* _TEXT FOR ANALYSIS_
Credit

New Duane Reade Stock Issue Just the Prescription for Debt Woes: Moody’s

The firm is on review for upgrade after announcing plans to pay back debt.
Ed ZwirnMay 2, 2001

Duane Reade’s plan to issue common stock to pay back debt may improve the company’s credit worthiness, according to a report issued this morning by Moody’s Investors Service.

The retail pharmaceutical company on Monday announced a planned primary offering of four million shares of common stock and a secondary offering of about three million shares.

With Duane Reade stock quoted at $32.80 this morning, the company stands to receive more than $130 million from the sale, which should follow its issuance of a prospectus on May 14.

“The net proceeds to the Company from the primary shares will be used primarily to reduce outstanding debt,” the Duane Reade announcement stated. “The Company will not receive any of the net proceeds from the sale of the secondary shares.”

This morning’s Moody’s announcement put the firm on “review for upgrade,” taking the position that “leverage will significantly improve going forward” as a result of the payback.

* _SUPPLIED MATERIAL_
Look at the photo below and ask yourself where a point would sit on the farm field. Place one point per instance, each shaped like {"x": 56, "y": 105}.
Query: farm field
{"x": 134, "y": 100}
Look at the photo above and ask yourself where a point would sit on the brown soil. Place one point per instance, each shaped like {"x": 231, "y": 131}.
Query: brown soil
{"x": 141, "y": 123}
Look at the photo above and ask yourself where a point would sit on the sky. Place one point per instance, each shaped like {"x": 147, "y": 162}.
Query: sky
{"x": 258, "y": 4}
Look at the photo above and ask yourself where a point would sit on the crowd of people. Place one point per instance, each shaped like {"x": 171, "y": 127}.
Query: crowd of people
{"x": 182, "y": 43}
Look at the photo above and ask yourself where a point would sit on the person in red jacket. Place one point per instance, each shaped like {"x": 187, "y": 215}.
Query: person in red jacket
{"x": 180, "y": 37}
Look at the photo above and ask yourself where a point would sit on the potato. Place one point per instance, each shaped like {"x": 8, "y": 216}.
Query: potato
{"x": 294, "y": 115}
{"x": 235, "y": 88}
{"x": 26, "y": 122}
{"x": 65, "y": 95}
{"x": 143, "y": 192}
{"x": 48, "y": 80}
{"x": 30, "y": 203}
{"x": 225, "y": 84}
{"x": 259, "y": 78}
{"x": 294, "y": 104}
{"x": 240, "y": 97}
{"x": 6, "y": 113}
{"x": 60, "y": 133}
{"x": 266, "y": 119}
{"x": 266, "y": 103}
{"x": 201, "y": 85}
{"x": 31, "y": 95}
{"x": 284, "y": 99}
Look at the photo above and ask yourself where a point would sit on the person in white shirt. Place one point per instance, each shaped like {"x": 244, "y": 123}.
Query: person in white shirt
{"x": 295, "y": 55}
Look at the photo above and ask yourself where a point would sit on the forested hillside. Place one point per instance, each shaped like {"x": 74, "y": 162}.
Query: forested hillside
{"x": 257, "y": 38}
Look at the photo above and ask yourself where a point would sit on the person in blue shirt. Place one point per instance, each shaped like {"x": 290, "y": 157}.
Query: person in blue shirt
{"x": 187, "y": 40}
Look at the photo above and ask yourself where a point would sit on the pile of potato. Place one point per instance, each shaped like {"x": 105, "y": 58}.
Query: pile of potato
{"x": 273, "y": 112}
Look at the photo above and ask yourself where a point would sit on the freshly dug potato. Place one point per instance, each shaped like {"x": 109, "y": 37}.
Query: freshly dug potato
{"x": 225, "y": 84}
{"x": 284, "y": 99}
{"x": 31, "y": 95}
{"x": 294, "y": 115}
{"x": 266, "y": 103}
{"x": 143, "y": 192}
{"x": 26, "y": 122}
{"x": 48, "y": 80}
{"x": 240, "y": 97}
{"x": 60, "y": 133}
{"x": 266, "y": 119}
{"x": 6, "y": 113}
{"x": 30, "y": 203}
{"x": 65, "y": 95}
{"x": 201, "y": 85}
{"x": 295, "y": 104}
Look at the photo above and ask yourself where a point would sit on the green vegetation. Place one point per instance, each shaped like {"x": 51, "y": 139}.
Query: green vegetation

* _WHAT YOU NEED TO DO_
a – Summarize the article on Duane Reade's new stock issue in two sentences.
b – Write the next few sentences of the article on Duane Reade's stock issue and Moody's review, picking up after its last sentence.

* _RESPONSE LIST_
a – Duane Reade, a retail pharmaceutical company, announced a primary offering of four million shares of common stock and a secondary offering of about three million shares, with the net proceeds from the primary shares to go mainly toward reducing outstanding debt. Moody's Investors Service then put the firm on review for upgrade, judging that its leverage will significantly improve as a result of the payback.

b –
Duane Reade, which has nearly $400 million of credit facility and senior subordinated note debt outstanding, has leveraged itself considerably as it grew to a chain of about 180 drug stores, primarily in Manhattan and the other boroughs of New York City.

Moody’s currently rates the firm’s $312.7 million credit facility B1, while giving a B3 to its $80 million of 9.25 percent senior subordinated notes due 2008.

Despite the positive appraisal, the Moody’s announcement also cites risks for the firm going forward.

These include Duane Reade’s plan to expand beyond its Manhattan core market and lower industrywide margins, primarily as a result of low margin third-party-payer prescription medication sales.

“Completion of the anticipated equity offering with concurrent debt reduction will allow the company to maintain financial flexibility as it continues growing rapidly,” the report said.